[SUPPLIED RECORDS]
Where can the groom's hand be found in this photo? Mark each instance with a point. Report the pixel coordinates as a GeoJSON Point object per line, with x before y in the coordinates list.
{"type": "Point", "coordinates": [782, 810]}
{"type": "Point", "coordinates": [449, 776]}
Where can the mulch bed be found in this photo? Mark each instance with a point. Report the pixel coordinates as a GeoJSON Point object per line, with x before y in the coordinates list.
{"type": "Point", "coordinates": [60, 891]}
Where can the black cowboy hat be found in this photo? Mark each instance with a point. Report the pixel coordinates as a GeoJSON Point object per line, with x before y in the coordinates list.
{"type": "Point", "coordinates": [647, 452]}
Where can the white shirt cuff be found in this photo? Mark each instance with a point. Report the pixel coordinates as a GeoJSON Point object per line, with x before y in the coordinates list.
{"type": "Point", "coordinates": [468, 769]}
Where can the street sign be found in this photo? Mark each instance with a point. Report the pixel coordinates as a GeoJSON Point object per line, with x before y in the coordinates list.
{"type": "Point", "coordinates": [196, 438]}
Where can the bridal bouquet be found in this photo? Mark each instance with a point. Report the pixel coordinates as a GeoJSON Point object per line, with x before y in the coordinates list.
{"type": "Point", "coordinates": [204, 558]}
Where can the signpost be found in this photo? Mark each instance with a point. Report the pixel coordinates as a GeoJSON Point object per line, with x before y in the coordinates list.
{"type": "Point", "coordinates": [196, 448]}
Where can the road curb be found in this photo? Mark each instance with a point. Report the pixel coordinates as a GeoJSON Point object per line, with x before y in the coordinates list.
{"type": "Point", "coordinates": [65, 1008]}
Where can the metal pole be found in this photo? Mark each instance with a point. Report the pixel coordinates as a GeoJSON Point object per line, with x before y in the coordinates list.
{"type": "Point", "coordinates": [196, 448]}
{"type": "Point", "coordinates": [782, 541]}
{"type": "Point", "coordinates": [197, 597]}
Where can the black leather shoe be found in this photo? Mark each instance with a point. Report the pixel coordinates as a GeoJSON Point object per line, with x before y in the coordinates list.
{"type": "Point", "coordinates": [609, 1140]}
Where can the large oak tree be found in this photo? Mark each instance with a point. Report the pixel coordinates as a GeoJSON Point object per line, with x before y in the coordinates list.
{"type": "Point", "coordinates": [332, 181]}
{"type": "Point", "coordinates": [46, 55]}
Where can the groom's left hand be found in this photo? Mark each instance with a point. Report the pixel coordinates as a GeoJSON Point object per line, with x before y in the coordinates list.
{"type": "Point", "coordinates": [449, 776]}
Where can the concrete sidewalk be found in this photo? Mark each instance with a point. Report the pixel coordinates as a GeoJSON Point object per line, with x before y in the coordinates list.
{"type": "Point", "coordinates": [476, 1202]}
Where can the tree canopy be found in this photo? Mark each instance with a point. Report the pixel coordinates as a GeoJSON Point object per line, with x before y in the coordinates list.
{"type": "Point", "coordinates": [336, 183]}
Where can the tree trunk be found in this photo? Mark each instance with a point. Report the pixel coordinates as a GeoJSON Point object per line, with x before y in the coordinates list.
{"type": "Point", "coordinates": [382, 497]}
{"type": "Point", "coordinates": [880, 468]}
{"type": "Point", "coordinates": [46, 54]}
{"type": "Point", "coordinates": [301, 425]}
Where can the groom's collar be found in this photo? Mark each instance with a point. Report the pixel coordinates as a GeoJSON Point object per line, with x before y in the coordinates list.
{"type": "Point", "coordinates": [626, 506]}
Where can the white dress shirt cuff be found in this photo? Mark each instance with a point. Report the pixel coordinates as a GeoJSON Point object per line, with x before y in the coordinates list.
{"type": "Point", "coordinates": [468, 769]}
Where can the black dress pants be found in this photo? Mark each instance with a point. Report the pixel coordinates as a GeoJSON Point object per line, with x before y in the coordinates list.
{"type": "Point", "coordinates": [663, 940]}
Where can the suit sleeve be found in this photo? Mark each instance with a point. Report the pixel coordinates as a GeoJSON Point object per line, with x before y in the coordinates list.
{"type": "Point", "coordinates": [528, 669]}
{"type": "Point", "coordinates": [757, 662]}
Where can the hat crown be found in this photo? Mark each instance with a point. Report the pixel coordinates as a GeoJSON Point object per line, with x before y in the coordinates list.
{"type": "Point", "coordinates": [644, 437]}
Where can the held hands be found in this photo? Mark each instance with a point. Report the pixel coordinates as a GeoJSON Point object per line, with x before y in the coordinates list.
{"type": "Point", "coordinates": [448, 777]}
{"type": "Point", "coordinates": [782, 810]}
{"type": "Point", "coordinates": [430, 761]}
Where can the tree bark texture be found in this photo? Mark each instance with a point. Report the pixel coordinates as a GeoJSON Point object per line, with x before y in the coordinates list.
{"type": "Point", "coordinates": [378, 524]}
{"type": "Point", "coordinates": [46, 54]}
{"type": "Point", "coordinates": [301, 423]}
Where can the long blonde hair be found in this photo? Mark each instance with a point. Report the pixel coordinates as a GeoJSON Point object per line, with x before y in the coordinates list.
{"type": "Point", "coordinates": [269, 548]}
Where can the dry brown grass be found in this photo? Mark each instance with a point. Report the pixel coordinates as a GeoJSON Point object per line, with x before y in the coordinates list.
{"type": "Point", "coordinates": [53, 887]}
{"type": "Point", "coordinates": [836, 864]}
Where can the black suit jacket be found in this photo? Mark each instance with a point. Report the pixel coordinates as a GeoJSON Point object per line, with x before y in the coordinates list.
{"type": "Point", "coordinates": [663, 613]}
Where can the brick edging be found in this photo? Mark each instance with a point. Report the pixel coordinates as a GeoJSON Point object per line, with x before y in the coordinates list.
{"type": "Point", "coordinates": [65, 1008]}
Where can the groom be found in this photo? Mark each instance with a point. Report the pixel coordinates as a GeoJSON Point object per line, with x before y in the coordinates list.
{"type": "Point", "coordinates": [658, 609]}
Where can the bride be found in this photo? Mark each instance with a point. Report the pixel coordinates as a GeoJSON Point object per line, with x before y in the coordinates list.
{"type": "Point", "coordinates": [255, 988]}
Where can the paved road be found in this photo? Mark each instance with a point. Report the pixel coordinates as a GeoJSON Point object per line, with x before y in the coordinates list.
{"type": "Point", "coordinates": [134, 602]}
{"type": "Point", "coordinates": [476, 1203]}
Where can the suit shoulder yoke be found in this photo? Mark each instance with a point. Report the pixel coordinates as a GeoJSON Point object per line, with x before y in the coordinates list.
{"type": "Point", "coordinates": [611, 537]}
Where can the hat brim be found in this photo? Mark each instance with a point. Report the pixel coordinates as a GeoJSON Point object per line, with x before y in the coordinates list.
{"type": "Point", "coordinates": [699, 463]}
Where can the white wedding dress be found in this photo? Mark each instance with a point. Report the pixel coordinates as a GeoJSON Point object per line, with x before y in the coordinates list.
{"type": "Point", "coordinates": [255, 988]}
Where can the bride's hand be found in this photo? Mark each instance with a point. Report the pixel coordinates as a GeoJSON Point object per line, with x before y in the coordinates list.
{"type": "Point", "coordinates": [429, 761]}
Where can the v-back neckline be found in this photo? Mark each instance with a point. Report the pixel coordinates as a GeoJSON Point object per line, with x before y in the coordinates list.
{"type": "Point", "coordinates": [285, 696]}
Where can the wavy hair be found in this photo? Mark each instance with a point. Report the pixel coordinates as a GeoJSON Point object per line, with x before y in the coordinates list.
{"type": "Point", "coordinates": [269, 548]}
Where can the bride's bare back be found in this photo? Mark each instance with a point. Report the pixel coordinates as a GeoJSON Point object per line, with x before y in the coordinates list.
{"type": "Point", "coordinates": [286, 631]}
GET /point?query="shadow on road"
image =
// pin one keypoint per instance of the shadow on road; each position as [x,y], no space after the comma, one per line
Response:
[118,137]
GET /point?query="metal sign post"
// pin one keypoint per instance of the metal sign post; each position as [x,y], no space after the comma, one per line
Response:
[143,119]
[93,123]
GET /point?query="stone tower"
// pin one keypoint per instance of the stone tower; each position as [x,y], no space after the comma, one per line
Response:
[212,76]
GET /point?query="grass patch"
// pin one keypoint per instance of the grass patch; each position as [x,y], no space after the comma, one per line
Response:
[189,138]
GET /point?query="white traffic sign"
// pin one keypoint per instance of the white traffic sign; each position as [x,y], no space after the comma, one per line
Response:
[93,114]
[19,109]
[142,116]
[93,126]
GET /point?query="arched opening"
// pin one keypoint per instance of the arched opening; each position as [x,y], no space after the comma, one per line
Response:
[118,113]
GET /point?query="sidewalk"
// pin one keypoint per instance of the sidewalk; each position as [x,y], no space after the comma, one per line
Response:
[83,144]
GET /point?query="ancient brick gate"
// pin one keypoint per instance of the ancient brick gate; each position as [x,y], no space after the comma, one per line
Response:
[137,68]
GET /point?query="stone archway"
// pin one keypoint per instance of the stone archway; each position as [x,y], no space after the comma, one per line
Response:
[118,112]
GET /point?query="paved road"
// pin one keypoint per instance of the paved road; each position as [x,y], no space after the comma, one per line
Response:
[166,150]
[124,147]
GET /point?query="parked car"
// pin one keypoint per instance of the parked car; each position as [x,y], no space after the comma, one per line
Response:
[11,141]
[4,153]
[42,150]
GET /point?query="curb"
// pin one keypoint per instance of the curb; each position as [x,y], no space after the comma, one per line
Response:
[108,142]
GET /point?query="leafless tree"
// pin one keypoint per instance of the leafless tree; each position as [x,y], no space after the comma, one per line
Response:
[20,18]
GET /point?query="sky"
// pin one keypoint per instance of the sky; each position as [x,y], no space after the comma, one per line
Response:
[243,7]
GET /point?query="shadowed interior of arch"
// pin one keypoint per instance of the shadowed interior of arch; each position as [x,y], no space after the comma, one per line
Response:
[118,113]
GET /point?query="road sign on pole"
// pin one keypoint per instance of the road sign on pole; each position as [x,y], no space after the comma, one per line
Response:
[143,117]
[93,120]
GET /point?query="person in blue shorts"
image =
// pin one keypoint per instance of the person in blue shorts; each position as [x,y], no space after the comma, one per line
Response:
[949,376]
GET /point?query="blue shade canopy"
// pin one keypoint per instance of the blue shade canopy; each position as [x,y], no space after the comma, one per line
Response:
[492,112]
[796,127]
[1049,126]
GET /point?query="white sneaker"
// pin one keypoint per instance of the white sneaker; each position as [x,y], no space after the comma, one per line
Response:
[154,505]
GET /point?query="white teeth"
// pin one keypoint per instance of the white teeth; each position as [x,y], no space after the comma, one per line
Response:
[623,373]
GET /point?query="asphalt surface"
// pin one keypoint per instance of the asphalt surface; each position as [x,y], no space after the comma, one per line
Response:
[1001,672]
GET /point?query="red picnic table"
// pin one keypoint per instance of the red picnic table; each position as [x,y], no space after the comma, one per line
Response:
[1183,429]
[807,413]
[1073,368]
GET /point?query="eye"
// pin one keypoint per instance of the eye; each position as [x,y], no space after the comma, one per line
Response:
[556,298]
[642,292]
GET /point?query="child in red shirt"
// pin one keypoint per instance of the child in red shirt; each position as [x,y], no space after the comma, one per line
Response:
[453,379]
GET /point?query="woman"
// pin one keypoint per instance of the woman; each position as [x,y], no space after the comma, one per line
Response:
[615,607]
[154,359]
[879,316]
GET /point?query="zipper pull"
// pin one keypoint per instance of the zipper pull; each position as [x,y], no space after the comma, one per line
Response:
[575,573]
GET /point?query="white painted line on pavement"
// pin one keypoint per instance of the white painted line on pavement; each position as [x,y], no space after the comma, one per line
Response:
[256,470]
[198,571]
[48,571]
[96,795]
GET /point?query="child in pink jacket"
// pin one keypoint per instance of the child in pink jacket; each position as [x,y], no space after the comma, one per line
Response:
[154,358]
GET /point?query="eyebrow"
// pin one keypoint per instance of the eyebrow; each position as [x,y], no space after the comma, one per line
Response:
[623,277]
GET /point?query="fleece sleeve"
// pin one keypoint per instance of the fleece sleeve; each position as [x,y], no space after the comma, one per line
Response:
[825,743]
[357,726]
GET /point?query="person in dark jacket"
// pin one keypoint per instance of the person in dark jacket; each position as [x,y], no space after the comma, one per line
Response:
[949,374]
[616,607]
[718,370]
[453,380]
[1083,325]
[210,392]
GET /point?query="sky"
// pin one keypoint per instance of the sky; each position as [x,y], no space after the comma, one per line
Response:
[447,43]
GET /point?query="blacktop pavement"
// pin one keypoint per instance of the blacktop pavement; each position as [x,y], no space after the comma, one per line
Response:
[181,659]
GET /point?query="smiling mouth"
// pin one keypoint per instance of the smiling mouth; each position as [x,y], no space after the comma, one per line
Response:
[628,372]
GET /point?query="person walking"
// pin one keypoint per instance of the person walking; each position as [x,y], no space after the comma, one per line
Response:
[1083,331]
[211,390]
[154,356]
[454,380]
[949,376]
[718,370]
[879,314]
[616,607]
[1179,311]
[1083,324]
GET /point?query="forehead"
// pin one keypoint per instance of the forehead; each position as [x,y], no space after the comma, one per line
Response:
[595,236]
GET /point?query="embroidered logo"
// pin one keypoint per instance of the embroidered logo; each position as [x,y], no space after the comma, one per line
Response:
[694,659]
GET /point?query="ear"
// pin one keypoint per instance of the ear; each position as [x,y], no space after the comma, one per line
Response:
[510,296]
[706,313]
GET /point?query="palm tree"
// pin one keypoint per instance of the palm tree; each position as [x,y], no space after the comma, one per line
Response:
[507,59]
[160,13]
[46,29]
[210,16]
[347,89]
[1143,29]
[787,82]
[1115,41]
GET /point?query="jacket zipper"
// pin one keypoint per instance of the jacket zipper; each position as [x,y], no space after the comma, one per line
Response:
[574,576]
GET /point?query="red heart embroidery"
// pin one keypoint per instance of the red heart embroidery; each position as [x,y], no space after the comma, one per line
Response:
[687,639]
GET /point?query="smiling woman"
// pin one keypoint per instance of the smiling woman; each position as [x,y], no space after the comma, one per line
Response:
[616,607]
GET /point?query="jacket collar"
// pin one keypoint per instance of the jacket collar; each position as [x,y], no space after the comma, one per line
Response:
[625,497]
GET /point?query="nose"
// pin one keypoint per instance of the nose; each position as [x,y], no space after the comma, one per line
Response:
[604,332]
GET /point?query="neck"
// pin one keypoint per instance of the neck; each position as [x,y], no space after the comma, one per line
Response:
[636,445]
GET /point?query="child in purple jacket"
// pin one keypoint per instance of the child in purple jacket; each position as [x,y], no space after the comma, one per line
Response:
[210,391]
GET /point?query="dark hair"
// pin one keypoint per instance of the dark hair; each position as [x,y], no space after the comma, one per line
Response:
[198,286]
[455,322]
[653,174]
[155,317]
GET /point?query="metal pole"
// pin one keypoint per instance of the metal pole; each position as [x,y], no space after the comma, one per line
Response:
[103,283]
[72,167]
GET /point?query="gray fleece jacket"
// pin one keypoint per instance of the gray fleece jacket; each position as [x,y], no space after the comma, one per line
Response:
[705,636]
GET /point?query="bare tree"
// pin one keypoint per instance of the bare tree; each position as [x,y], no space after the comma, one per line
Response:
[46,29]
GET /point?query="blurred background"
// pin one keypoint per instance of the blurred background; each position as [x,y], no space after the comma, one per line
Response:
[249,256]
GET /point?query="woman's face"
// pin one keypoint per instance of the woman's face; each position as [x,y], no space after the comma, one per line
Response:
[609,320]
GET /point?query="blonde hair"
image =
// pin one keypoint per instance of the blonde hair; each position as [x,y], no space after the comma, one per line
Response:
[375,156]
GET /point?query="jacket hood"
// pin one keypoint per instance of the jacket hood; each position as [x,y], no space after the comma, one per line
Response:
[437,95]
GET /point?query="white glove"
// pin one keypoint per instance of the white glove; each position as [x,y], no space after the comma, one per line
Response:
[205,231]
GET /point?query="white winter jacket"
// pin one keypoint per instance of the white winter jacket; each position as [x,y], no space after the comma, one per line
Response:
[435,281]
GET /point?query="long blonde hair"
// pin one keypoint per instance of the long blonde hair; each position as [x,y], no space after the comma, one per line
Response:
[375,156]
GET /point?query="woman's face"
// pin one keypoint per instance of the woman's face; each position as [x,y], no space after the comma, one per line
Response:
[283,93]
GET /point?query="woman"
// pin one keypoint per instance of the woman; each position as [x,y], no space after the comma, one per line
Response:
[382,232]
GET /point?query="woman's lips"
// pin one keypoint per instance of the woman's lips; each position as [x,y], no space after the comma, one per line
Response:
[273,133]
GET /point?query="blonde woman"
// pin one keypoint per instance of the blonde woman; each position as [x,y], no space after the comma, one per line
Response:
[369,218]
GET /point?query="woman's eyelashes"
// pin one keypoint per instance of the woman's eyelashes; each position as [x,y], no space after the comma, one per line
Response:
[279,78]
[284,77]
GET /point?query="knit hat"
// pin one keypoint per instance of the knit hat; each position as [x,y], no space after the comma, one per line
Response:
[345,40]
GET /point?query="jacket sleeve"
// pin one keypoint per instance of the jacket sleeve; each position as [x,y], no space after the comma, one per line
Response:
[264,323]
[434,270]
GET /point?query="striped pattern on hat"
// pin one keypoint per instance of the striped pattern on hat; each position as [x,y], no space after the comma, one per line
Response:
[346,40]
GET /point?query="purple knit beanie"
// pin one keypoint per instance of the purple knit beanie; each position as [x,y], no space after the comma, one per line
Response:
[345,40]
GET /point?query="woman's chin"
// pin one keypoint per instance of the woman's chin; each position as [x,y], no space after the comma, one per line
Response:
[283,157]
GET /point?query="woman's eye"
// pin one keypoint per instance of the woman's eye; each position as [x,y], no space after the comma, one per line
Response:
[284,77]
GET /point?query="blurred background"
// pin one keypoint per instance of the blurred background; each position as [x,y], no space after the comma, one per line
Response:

[PROBLEM TO SOLVE] Pull out every line in the entries above that contains the word "gray".

[OUTPUT FOR THIS EXERCISE]
GET /point?query="gray fleece jacket"
// pin one keypoint per instance of the gray fleece jacket; each position as [x,y], no space after the comma, one per line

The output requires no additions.